Aim: Return all of the data exactly as given.

:::

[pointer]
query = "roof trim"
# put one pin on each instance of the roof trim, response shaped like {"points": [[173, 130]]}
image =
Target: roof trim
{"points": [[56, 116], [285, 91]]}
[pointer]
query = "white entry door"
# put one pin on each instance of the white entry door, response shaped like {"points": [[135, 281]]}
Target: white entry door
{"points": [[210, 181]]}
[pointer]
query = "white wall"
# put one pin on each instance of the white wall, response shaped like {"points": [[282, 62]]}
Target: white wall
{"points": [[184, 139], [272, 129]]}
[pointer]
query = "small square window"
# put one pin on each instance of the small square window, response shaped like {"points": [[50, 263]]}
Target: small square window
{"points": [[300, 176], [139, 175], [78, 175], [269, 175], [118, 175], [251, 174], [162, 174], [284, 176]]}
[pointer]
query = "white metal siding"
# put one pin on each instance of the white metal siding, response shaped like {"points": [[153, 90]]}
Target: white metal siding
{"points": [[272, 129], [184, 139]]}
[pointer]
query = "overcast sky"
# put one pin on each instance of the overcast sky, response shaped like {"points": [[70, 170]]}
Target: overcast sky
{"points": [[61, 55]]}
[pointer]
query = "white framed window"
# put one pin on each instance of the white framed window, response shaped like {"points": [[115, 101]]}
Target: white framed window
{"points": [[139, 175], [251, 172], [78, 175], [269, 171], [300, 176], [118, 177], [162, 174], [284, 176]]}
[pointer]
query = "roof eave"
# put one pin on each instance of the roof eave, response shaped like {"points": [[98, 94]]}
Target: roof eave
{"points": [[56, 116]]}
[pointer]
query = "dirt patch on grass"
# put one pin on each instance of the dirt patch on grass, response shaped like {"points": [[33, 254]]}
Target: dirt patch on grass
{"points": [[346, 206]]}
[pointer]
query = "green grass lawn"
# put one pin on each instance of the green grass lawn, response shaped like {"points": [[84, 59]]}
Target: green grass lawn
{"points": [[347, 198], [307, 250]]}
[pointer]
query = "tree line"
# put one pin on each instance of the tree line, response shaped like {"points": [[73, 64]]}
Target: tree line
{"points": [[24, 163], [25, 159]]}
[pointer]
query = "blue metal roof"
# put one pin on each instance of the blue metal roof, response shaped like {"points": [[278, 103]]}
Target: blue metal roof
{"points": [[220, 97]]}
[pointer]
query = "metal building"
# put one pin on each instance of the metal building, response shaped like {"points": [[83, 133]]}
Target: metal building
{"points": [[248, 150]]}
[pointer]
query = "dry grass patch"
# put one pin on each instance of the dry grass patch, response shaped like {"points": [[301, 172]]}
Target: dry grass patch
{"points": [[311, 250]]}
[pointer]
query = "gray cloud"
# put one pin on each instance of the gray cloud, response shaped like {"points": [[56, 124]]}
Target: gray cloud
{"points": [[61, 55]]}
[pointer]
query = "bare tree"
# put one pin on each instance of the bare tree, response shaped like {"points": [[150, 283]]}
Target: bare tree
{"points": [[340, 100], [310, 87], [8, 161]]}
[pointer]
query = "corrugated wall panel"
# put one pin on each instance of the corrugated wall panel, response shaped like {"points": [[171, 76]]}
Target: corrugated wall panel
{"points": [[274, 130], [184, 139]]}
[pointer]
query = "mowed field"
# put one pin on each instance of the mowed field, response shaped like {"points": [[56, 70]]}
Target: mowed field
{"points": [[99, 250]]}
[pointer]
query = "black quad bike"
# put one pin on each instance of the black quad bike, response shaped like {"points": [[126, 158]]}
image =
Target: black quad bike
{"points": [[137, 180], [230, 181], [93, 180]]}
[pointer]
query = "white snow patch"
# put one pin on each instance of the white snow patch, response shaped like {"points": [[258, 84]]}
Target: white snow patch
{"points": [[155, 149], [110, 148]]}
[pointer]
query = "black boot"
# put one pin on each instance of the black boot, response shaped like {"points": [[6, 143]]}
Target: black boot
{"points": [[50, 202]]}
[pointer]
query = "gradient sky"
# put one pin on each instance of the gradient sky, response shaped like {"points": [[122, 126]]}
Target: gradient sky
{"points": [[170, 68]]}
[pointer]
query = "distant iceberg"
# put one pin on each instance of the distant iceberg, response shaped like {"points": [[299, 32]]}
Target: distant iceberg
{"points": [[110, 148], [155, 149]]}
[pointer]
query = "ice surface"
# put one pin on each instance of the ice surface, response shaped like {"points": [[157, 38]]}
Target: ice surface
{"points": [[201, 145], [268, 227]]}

:::

Output for this exercise:
[pointer]
query = "roof trim"
# put one pin on each instance of the roof trim, response shaped like {"points": [[173, 130]]}
image =
Target: roof trim
{"points": [[56, 116], [285, 91]]}
[pointer]
query = "white entry door"
# put one pin on each instance of the white entry door, response shaped like {"points": [[135, 281]]}
Target: white entry door
{"points": [[210, 181]]}
[pointer]
query = "white wall"
# put one pin on each instance of the white wall, response shaped like {"points": [[282, 62]]}
Target: white wall
{"points": [[184, 139], [272, 129]]}
[pointer]
query = "small square window"
# put one pin on each instance of the small square window, response shaped like {"points": [[50, 263]]}
Target: small square window
{"points": [[300, 176], [139, 175], [78, 175], [269, 175], [118, 175], [251, 174], [162, 174], [284, 176]]}
[pointer]
query = "white metal siding"
# put one pin on each instance of the white metal siding, response shaped like {"points": [[153, 90]]}
Target: white metal siding
{"points": [[272, 129], [184, 139]]}
[pointer]
query = "overcast sky"
# put one pin on each instance of the overcast sky, response shaped like {"points": [[70, 170]]}
Target: overcast sky
{"points": [[61, 55]]}
[pointer]
query = "white framed window"
# put one pin on each instance of the white framed window, response shaped like {"points": [[115, 101]]}
Target: white framed window
{"points": [[139, 175], [251, 172], [78, 175], [269, 171], [300, 176], [118, 177], [162, 174], [284, 176]]}
[pointer]
query = "roof eave"
# put one pin on each instance of the roof eave, response shaped like {"points": [[98, 94]]}
Target: roof eave
{"points": [[56, 116]]}
[pointer]
query = "dirt patch on grass"
# put one pin on each instance of the dirt patch on grass, response shaped like {"points": [[33, 254]]}
Target: dirt patch on grass
{"points": [[346, 206]]}
[pointer]
query = "green grass lawn"
# put one pin on each instance of the green grass lawn, response shaped like {"points": [[84, 59]]}
Target: green grass lawn
{"points": [[347, 198], [307, 250]]}
[pointer]
query = "tree line"
# put one pin on each instance of the tree line, response shaped like {"points": [[73, 64]]}
Target: tree line
{"points": [[24, 163], [25, 159]]}
[pointer]
query = "blue metal roof"
# put one pin on each instance of the blue metal roof, response shaped like {"points": [[278, 103]]}
Target: blue metal roof
{"points": [[220, 97]]}
[pointer]
query = "metal building"
# put one pin on each instance of the metal building, response shaped like {"points": [[83, 133]]}
Target: metal building
{"points": [[248, 150]]}
[pointer]
query = "dry grass patch"
# put one pin on each instance of the dry grass patch, response shaped like {"points": [[301, 172]]}
Target: dry grass patch
{"points": [[311, 250]]}
[pointer]
query = "gray cloud"
# put one pin on each instance of the gray cloud, response shaped like {"points": [[56, 124]]}
Target: gray cloud
{"points": [[61, 55]]}
[pointer]
query = "bare tree"
# put one pin on each instance of the bare tree, response shaped like {"points": [[150, 283]]}
Target: bare tree
{"points": [[340, 100], [310, 87], [8, 161]]}
[pointer]
query = "corrugated wall panel"
# put one pin on each instance of the corrugated wall panel, response shaped like {"points": [[171, 76]]}
Target: corrugated wall panel
{"points": [[274, 130], [184, 139]]}
[pointer]
query = "mowed field"
# put one pin on each instance of the mowed field, response shaped like {"points": [[56, 70]]}
Target: mowed field
{"points": [[99, 250]]}
[pointer]
query = "black quad bike"
# put one pin on each instance of the black quad bike, response shaped like {"points": [[126, 158]]}
image =
Target: black quad bike
{"points": [[137, 180], [230, 181], [93, 180]]}
[pointer]
query = "white snow patch"
# put one pin on each instance of the white snow patch, response shaped like {"points": [[258, 84]]}
Target: white snow patch
{"points": [[155, 149], [110, 148]]}
[pointer]
query = "black boot"
# put one pin on each instance of the black boot, response shaped like {"points": [[6, 143]]}
Target: black boot
{"points": [[50, 202]]}
[pointer]
query = "gradient sky"
# put one pin on each instance of the gradient sky, response shaped like {"points": [[122, 126]]}
Target: gradient sky
{"points": [[170, 68]]}
[pointer]
query = "distant iceberg"
# put one pin on each instance of the distant iceberg, response shaped like {"points": [[299, 32]]}
Target: distant iceberg
{"points": [[110, 148], [155, 149]]}
[pointer]
query = "ice surface"
# put one pin on each instance of the ice surface, response shaped like {"points": [[157, 38]]}
Target: ice surface
{"points": [[201, 145], [268, 227]]}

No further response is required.